— OBJECTIVE —
Locate every line in the material below that contains the string "palm", and copy each of those lines.

— SUPPLIED MATERIAL —

>> Begin

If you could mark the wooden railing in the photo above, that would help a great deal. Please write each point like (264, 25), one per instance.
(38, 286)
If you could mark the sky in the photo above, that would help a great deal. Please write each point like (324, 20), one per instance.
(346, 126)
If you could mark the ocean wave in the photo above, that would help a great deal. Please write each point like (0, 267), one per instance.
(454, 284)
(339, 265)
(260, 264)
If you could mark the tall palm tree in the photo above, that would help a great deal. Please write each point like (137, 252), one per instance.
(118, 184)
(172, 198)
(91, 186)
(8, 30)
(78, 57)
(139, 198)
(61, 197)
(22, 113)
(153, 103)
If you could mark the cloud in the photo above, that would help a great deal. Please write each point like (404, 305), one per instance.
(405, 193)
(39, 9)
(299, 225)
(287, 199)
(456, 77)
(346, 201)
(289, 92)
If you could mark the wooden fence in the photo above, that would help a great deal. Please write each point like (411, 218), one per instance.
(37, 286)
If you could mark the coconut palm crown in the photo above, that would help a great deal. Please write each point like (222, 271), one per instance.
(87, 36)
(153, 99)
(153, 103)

>> End
>> Begin

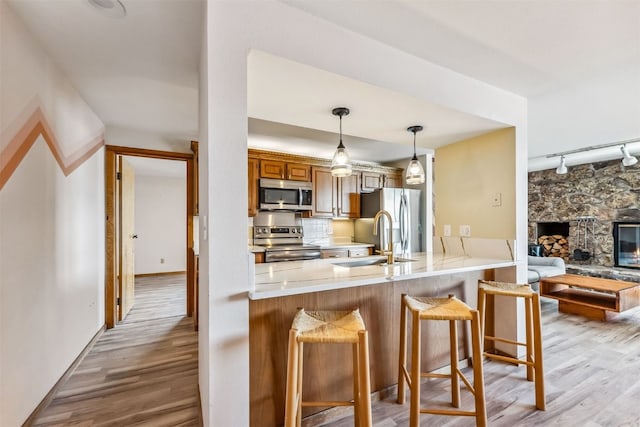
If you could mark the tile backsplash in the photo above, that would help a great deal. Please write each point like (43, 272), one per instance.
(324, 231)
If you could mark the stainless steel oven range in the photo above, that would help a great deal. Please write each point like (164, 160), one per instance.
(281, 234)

>> End
>> Begin

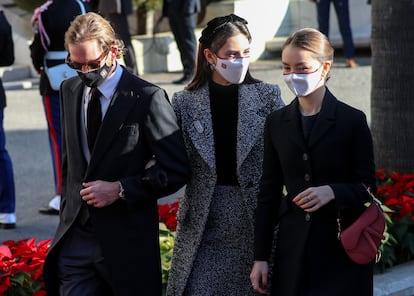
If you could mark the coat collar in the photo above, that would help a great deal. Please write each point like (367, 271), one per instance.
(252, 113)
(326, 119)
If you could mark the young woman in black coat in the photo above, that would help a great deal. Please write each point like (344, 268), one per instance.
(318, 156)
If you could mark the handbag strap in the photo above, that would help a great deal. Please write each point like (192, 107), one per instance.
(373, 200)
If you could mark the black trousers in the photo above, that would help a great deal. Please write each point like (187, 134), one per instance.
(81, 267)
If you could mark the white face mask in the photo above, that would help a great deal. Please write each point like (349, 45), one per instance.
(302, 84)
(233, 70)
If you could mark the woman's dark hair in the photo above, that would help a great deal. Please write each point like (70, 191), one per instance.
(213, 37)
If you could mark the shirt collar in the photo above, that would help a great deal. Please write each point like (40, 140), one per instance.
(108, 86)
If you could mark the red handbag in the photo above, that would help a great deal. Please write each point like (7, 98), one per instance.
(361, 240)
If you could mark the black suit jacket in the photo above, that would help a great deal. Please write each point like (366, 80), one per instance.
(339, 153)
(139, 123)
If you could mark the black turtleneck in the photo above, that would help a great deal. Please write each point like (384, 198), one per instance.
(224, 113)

>> End

— COMPLETED TASK —
If you could mark the tall palm tree in the photo above, that would help a great deal. Please write each point like (137, 252), one per instance.
If you could mark the coconut palm crown in the photo above, that would help a great deal. Please write each point like (222, 271), one per instance.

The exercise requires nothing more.